### Description of the task
Gather every line in the rows below that contains the string "shirt", and reproduce each one in full.

### Data rows
* * * * * * *

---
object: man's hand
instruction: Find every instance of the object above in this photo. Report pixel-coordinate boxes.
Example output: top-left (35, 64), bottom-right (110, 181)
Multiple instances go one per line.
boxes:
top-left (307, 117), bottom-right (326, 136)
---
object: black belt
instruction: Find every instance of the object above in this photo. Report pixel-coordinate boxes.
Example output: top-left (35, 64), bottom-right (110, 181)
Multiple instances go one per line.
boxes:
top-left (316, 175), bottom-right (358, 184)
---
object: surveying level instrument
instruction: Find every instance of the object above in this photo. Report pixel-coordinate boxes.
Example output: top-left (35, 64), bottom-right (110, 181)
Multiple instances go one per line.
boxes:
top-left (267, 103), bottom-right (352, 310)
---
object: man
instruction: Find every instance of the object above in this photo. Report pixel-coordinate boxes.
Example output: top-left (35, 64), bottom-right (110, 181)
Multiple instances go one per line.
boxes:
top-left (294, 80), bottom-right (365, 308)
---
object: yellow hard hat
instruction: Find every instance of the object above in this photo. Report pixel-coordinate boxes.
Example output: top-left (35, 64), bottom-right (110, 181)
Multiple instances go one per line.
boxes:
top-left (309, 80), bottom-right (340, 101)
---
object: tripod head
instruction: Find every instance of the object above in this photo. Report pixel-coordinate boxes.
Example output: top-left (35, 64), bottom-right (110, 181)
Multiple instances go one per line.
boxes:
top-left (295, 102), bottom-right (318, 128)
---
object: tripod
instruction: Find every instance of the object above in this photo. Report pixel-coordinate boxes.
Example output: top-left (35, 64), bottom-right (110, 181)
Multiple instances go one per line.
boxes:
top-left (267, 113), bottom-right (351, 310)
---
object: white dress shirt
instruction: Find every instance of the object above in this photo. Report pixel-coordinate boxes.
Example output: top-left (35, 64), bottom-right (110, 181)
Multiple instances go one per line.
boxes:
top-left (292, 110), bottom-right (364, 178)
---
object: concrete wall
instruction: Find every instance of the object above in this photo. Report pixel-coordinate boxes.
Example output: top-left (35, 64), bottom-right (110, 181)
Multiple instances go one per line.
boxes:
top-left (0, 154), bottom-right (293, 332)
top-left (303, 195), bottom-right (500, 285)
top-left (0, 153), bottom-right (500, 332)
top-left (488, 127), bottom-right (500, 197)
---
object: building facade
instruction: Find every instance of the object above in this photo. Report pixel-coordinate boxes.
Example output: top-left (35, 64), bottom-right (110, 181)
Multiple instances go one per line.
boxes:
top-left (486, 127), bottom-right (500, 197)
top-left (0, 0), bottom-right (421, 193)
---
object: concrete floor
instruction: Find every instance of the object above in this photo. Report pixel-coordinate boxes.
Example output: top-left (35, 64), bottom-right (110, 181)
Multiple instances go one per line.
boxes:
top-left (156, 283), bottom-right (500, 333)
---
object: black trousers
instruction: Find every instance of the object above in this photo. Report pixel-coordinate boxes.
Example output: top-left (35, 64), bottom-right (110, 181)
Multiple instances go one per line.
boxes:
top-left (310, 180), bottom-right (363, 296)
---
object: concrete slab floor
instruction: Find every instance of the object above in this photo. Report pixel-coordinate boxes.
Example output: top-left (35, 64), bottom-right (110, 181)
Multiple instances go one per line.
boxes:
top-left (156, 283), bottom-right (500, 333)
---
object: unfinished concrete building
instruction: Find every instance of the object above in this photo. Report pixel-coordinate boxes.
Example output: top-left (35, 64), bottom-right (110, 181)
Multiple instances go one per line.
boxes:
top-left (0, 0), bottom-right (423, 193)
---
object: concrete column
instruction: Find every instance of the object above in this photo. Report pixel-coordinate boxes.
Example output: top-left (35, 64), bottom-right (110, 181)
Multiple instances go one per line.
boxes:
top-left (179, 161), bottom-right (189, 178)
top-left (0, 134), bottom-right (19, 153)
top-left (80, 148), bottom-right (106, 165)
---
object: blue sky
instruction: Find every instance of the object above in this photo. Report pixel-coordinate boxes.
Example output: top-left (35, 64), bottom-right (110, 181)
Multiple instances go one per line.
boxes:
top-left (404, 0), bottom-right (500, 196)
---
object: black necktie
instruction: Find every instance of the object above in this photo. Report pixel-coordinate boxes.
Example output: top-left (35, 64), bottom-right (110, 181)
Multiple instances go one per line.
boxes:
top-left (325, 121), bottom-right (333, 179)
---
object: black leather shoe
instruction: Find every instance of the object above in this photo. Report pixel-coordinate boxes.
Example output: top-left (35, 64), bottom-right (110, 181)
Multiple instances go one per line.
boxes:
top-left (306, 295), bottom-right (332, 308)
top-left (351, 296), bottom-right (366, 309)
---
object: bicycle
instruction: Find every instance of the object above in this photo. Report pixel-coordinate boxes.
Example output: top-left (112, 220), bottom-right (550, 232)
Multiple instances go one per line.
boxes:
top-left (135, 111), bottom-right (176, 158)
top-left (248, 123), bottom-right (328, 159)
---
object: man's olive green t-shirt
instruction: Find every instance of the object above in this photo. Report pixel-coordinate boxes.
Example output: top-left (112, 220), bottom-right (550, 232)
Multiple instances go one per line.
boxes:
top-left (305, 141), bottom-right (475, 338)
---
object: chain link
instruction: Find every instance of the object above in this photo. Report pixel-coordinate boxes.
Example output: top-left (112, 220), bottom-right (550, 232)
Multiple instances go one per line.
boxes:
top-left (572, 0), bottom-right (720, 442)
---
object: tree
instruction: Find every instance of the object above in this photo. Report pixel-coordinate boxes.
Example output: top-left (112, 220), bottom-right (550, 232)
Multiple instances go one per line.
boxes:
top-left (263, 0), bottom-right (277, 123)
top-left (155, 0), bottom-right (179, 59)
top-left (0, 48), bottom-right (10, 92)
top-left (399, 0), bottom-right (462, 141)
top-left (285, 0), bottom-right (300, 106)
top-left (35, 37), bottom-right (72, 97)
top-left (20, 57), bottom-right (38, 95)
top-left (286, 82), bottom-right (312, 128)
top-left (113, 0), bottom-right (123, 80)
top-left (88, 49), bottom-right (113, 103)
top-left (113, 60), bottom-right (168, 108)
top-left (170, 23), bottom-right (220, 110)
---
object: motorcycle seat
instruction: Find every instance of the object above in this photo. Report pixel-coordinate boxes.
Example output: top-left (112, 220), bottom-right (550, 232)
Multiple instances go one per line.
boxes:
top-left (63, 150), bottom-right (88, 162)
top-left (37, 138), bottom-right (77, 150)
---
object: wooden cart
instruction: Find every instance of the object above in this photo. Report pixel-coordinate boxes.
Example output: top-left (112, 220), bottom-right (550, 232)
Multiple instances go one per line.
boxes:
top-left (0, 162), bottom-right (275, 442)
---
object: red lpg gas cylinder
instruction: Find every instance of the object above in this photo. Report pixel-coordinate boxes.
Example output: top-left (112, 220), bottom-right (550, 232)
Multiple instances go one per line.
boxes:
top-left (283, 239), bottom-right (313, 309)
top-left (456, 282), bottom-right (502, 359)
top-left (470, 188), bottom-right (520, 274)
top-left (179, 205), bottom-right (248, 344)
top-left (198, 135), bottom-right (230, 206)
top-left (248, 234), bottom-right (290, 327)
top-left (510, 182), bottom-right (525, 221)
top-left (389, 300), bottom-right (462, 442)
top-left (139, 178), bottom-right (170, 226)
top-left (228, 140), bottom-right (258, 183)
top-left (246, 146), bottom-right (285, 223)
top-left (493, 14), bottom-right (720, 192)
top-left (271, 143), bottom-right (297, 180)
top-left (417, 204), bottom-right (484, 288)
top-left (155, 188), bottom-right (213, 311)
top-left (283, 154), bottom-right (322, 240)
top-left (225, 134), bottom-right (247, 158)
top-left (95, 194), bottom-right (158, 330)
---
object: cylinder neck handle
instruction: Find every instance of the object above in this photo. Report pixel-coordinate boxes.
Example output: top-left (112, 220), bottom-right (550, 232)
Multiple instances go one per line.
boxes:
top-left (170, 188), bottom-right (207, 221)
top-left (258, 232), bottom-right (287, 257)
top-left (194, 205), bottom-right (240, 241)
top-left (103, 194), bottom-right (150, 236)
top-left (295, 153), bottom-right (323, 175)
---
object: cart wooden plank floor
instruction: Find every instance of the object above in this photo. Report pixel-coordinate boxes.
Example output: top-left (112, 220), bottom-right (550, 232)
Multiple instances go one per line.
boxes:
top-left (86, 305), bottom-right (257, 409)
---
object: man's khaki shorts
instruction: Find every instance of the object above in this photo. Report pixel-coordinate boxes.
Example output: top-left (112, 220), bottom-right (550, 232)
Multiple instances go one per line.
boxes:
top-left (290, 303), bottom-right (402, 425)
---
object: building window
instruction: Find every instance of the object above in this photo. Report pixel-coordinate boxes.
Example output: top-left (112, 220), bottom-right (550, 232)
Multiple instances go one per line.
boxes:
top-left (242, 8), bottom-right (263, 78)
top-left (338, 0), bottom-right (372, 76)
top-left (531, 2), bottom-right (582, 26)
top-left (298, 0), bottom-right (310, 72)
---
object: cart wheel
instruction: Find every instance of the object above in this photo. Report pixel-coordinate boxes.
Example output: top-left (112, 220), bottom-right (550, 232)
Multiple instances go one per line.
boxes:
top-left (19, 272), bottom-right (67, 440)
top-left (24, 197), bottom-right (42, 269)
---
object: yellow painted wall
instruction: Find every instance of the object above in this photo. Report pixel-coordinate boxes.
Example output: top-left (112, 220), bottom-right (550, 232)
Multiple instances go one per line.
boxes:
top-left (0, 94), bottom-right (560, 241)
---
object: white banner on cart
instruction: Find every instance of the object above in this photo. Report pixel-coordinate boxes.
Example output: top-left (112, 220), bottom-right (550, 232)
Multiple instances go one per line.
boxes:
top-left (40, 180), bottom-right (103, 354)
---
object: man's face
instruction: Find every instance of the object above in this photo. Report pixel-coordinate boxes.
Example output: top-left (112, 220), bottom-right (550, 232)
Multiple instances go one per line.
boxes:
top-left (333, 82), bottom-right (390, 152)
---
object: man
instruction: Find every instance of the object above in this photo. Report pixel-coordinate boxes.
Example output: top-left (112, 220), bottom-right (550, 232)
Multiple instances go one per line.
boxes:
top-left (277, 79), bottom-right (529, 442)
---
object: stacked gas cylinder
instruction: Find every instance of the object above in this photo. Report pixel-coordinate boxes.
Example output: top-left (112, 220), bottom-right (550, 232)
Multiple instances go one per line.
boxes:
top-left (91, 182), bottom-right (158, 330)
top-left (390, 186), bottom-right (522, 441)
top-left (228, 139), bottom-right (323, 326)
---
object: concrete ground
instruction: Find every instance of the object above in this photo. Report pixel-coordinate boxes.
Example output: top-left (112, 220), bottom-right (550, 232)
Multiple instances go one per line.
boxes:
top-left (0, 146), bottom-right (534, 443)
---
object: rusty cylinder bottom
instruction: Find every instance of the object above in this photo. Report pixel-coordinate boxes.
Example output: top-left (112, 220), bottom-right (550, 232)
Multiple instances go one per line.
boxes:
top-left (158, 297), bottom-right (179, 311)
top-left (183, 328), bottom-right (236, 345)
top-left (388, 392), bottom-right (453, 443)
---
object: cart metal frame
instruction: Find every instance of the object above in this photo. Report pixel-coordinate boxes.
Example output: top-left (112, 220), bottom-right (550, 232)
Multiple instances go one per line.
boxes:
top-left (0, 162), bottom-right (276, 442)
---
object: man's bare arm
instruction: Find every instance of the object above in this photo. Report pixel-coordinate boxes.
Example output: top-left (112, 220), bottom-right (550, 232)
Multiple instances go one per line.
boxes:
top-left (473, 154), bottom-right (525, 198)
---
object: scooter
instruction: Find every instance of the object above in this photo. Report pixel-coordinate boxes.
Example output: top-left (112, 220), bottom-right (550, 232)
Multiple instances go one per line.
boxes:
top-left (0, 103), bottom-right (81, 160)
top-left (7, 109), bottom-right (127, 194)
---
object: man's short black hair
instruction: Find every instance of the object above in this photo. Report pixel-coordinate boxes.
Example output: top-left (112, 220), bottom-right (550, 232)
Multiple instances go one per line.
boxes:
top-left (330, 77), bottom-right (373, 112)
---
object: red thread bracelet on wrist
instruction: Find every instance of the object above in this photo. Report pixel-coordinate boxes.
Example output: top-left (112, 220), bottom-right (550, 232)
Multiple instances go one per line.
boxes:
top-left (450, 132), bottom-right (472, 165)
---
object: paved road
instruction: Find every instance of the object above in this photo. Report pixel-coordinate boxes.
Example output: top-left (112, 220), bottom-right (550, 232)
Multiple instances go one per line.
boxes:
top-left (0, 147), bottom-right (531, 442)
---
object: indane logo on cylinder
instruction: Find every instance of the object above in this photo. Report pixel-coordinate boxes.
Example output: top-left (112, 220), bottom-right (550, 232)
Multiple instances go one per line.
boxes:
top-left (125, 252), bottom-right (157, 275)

* * * * * * *

### The reply
object: white dress shirt
object: man's olive green t-shirt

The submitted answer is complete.